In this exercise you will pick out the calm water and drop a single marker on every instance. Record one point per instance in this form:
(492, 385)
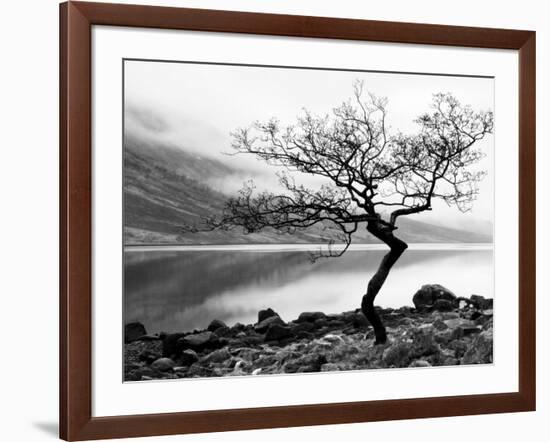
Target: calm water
(174, 289)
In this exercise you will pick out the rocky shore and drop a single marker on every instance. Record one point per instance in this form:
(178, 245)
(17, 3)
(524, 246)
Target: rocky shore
(441, 329)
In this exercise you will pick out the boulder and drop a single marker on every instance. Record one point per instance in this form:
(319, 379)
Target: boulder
(215, 324)
(188, 357)
(267, 313)
(310, 316)
(163, 364)
(426, 297)
(133, 331)
(264, 325)
(199, 341)
(276, 332)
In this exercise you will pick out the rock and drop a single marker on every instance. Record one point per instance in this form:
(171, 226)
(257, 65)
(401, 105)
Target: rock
(267, 313)
(163, 364)
(426, 297)
(238, 327)
(133, 331)
(148, 356)
(459, 322)
(310, 316)
(302, 327)
(397, 355)
(216, 356)
(360, 321)
(481, 349)
(471, 330)
(264, 325)
(305, 364)
(222, 331)
(481, 303)
(149, 338)
(443, 305)
(215, 324)
(188, 357)
(419, 363)
(459, 347)
(276, 332)
(424, 344)
(170, 344)
(338, 366)
(199, 341)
+++
_Your instructions_.
Retype the data above exactly. Do not carry over any images.

_Answer for the task_.
In this exercise you will pick out the calm water and drop a single marker on every instance. Record one point per instance in this form:
(492, 385)
Target: calm water
(174, 289)
In this exercise you will pick out the rocky shore and drop a single marker on every instance. Record one point per instance in this form:
(178, 245)
(17, 3)
(524, 246)
Target: rocky shore
(441, 329)
In this exercise you will pick out the boulder and drop a single marker on every instance. Record one point per instance in this form:
(319, 379)
Target: boulder
(215, 324)
(188, 357)
(267, 313)
(310, 316)
(163, 364)
(426, 297)
(133, 331)
(264, 325)
(199, 341)
(276, 332)
In this exercise you will pick out the rock and drop a single marker on every instance. Record one point per instance in this form:
(171, 226)
(257, 65)
(401, 105)
Target: rock
(267, 313)
(163, 364)
(426, 297)
(238, 327)
(133, 331)
(148, 356)
(459, 322)
(310, 316)
(302, 327)
(397, 355)
(216, 356)
(360, 321)
(481, 349)
(471, 330)
(264, 325)
(305, 364)
(222, 331)
(481, 303)
(149, 338)
(443, 305)
(215, 324)
(188, 357)
(419, 363)
(459, 347)
(276, 332)
(424, 344)
(170, 344)
(338, 366)
(199, 341)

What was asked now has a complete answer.